# MySQL Daten auslesen und anzeigen



## Seebär (14. Mai 2002)

hallo,
ich hoffe Ihr könnt einem absoluten Anfänger helfen. habe schon das Forum durchsucht, aber keine Antwort gefunden.
Mein Problem:
Ich habe eine Tabelle in der Artikeldaten gespeichert sind.
Jeder Artikel hat eine eindeutige ID und einen Preis.
Jetzt möchte ich mittels PHP diese Preise auslesen und anzeigen.
Allerdings befinden sich in dieser Tabelle z.B. 100 Artikel, ich möchte aber nur 10 anzeigen.
Ich könnte natürlich 10 eindeutige Abfragen nach der ID machen, aber
ich hoffe, daß eine Abfrage reicht, in der ich alle Preise einlese
und nur den Preis ausgebe, der einer bestimmten ID gehört.

---

# [AUFGABEN ZUR ÜBUNG]
[1] Wie viele der Artikel in der Tabelle sollen laut dem Forumsbeitrag angezeigt werden?
[2] Schreibe aus dem Forumsbeitrag alles von „## Seebär (14.“ bis hinunter zu „bestimmten ID gehört.“ wortgetreu ab.
[3] Übersetze den Satz „Jeder Artikel hat eine eindeutige ID und einen Preis.“ aus dem Forumsbeitrag ins Englische.

---

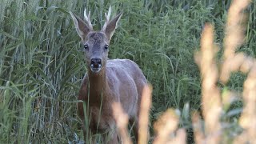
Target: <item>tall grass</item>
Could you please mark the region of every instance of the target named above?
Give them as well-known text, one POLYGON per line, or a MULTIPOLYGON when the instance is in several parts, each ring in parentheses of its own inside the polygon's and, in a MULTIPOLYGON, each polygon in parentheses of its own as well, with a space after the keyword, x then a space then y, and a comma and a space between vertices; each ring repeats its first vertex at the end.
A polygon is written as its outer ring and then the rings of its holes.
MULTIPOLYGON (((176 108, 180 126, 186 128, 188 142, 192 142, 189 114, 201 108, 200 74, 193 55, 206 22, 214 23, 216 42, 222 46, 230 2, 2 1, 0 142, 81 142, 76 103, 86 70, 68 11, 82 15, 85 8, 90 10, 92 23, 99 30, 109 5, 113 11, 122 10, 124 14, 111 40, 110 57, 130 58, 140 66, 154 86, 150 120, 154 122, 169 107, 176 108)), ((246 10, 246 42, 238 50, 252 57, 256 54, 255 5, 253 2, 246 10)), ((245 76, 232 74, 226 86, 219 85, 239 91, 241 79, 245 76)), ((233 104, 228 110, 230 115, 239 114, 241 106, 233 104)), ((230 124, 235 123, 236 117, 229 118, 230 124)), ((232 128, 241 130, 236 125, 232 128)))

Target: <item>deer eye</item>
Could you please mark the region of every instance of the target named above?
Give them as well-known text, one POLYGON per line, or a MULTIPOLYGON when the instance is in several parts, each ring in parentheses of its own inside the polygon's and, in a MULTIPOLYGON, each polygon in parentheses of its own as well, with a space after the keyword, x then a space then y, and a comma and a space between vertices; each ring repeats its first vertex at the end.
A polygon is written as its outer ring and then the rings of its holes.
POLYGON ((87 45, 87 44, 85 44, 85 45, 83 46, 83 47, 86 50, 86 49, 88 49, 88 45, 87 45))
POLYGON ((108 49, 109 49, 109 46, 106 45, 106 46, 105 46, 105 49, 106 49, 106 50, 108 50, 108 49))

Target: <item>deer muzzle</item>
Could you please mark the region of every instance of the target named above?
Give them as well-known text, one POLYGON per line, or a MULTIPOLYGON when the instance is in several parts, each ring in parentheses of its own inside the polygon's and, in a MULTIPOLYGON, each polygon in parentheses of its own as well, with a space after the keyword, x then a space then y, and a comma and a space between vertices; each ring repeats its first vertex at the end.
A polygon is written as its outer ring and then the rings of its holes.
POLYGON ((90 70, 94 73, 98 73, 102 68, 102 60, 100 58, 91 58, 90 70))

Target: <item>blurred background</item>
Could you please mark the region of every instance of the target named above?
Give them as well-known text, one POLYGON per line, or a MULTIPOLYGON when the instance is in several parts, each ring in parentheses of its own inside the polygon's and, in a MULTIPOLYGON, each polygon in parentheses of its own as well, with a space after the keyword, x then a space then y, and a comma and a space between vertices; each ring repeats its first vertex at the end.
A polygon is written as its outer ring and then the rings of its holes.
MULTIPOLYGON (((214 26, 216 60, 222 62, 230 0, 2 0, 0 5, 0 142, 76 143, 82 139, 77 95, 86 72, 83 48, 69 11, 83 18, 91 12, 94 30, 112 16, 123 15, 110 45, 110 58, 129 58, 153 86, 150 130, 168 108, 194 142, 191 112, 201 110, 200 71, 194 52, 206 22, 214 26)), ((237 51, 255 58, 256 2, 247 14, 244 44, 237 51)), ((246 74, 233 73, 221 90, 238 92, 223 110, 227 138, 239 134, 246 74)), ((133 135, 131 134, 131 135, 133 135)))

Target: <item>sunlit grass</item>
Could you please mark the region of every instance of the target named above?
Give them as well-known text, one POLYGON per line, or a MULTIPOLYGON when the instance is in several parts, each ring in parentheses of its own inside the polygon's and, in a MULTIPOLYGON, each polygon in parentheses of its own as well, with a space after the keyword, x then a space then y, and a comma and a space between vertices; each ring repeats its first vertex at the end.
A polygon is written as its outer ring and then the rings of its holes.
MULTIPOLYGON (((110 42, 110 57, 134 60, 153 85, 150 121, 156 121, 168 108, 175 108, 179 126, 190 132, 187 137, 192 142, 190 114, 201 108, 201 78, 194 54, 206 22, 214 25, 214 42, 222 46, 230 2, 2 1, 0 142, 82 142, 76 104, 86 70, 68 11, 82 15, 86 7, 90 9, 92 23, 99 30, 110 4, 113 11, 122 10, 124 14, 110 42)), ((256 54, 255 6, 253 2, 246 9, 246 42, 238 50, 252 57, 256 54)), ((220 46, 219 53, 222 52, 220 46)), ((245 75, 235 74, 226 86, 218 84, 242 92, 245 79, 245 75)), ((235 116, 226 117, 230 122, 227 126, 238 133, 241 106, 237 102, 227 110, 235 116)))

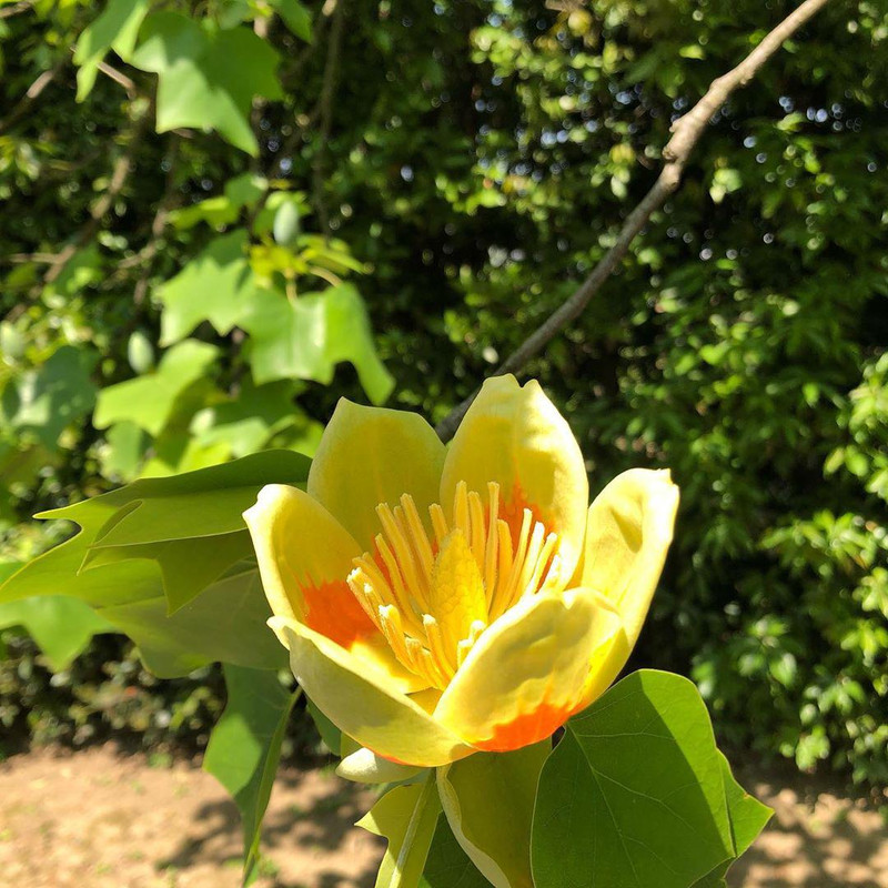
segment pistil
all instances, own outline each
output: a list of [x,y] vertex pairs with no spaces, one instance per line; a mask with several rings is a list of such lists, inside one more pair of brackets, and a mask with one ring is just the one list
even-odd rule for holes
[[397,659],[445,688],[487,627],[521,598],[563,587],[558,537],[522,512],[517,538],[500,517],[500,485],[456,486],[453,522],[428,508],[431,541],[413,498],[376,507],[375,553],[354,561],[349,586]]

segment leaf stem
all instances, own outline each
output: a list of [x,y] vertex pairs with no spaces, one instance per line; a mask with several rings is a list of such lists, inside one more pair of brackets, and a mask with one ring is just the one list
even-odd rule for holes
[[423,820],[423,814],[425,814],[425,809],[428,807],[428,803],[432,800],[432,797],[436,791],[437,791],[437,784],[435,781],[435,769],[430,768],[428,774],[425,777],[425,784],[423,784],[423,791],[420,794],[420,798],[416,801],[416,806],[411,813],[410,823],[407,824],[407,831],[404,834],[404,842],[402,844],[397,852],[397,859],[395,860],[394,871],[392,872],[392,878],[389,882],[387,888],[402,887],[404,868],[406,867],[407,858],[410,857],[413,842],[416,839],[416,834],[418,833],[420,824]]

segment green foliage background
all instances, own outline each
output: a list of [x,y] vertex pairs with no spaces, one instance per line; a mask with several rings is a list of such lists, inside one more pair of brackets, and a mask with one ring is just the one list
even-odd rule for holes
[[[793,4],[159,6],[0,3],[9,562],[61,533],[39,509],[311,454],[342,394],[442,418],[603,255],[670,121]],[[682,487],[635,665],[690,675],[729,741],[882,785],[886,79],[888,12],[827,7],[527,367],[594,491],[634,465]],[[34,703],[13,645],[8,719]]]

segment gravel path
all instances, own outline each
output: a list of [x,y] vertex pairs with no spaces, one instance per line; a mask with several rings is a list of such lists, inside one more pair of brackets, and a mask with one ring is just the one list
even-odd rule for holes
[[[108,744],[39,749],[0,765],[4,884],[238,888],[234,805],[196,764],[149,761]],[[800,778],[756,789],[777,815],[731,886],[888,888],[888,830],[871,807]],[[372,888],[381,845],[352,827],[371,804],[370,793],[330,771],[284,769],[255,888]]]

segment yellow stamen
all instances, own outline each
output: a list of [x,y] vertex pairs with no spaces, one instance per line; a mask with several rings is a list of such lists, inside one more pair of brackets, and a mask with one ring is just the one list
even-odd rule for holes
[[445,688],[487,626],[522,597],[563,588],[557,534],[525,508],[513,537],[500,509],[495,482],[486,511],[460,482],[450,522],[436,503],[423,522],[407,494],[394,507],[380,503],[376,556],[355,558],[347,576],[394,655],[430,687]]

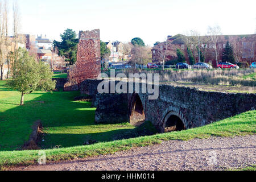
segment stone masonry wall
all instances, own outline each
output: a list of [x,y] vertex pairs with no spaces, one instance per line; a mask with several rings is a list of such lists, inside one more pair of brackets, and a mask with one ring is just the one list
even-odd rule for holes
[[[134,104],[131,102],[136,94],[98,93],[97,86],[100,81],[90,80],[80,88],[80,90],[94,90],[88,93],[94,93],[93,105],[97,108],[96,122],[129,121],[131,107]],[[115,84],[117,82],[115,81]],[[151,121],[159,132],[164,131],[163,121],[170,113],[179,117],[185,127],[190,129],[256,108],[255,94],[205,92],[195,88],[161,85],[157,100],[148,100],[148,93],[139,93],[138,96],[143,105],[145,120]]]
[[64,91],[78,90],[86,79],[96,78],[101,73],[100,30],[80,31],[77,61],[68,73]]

---

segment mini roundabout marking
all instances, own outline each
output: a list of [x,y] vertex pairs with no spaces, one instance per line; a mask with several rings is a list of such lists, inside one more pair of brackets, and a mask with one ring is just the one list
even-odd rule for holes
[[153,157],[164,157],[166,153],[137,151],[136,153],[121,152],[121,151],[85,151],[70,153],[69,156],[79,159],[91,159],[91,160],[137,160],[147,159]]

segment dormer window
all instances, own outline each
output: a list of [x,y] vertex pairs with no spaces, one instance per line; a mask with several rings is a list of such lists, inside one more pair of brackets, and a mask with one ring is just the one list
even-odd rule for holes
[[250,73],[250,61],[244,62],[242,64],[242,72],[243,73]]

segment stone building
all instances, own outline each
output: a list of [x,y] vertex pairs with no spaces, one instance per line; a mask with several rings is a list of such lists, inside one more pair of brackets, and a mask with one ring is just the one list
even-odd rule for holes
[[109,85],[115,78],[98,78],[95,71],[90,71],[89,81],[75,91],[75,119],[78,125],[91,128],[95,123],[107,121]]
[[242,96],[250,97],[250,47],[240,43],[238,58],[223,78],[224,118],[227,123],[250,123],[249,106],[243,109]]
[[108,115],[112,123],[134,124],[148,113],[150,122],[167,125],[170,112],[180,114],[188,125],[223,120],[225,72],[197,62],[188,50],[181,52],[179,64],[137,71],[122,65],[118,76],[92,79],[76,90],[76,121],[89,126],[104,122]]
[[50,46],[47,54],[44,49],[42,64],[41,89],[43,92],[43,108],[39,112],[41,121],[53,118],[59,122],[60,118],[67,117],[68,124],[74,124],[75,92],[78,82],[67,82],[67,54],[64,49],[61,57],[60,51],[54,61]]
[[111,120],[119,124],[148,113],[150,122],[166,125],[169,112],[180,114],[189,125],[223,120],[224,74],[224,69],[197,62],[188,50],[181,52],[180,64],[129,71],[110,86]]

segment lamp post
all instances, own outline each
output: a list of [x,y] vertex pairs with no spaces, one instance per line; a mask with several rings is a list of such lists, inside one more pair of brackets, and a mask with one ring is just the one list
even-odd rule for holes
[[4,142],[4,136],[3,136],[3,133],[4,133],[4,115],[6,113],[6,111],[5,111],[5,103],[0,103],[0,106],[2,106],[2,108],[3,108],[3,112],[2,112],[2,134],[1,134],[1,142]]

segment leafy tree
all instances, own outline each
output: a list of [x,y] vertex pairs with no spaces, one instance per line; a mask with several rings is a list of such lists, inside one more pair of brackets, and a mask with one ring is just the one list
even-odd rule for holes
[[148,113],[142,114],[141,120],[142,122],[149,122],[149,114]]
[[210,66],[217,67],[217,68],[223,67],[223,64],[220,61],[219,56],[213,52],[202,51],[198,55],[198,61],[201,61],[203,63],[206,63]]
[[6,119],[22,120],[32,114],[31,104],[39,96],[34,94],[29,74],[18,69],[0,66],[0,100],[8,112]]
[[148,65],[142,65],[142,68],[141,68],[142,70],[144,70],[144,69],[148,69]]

---

# [LÖSUNGEN DER AUFGABEN]
[1] Nur 10 Artikel.

[2]
## Seebär (14. Mai 2002)

hallo,
ich hoffe Ihr könnt einem absoluten Anfänger helfen. habe schon das Forum durchsucht, aber keine Antwort gefunden.
Mein Problem:
Ich habe eine Tabelle in der Artikeldaten gespeichert sind.
Jeder Artikel hat eine eindeutige ID und einen Preis.
Jetzt möchte ich mittels PHP diese Preise auslesen und anzeigen.
Allerdings befinden sich in dieser Tabelle z.B. 100 Artikel, ich möchte aber nur 10 anzeigen.
Ich könnte natürlich 10 eindeutige Abfragen nach der ID machen, aber
ich hoffe, daß eine Abfrage reicht, in der ich alle Preise einlese
und nur den Preis ausgebe, der einer bestimmten ID gehört.

[3] Each item has a unique ID and a price.